> Given problem
Pick out and copy each line of the rows below that contains the string "sample". Case matters.

> Information given
==========

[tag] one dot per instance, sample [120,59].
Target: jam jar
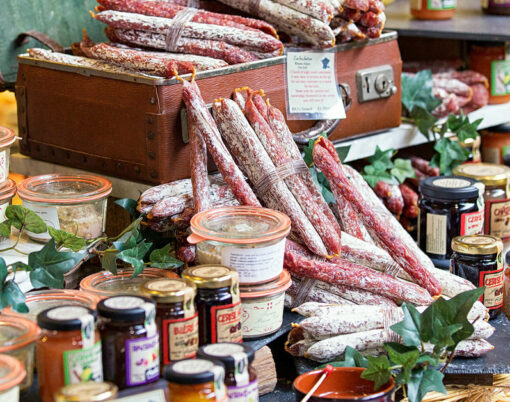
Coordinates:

==========

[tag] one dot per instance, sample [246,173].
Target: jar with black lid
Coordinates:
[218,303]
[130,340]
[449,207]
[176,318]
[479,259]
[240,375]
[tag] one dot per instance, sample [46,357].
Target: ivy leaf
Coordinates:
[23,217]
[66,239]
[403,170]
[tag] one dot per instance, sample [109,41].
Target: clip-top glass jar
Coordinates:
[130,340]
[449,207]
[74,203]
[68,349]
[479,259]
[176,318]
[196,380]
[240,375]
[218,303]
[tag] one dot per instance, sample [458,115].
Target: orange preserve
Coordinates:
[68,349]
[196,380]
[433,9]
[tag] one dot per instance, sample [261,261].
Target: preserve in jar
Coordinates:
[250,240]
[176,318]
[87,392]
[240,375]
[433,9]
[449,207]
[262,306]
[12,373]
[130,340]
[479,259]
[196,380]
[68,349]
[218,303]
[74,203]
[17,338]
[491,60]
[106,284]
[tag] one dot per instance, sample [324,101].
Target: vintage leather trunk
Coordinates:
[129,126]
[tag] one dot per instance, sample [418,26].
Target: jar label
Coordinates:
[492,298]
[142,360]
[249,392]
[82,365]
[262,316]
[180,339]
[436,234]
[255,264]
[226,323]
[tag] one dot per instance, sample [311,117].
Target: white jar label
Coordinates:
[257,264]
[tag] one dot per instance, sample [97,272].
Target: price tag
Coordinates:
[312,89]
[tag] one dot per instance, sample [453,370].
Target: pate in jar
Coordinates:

==========

> Reply
[tag] one dot per instance, sample [120,59].
[tag] one dot per instance, sample [246,173].
[tag] one dot per instance, sample [46,357].
[tag] one dot per instance, sample [109,41].
[tag] one dot per instance, sample [458,115].
[tag] one dot per instance, sample [261,261].
[tag] one dot per instance, sample [324,101].
[tag] one dot per instance, sample [418,26].
[tag] one dot per instance, sample [311,117].
[tag] one dot per instance, sample [97,272].
[tag] one dot per instance, sample [453,370].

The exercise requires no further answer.